# [What is needed]
Return every entry exactly as written.

# [Point labeling dataset excerpts]
——————————

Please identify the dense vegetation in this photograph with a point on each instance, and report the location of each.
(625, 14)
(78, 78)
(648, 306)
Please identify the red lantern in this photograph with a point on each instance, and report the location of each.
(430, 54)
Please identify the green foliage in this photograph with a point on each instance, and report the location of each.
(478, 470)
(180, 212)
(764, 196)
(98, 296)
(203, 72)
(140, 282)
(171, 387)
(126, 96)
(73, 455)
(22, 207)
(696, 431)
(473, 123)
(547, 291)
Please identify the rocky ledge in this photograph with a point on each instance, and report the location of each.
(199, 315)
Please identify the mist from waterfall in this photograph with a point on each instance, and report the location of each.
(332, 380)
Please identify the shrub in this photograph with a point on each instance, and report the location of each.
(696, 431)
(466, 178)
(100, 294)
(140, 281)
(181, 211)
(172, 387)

——————————

# [The solution]
Please identify the dense vegetation in this photograph with a point on each instance, and report the location of each.
(625, 14)
(78, 78)
(648, 306)
Please identify the red lantern in this photograph with a point on each instance, and report the location of each.
(430, 54)
Please identify the green foliage in this photograph with a point on each instance, and report the location of each.
(478, 470)
(180, 212)
(764, 196)
(98, 296)
(203, 72)
(140, 282)
(171, 387)
(126, 96)
(73, 455)
(22, 207)
(696, 431)
(473, 123)
(547, 291)
Please identify the rocky ledge in this photograph with a point on each instance, and report the location of each.
(199, 315)
Please identify the mist from waterfall in this photograph with a point on each instance, and report the location of each.
(332, 380)
Please identify the shrub in this photograph with a point on each instance, and report the location of each.
(696, 431)
(466, 178)
(100, 294)
(140, 281)
(181, 211)
(172, 387)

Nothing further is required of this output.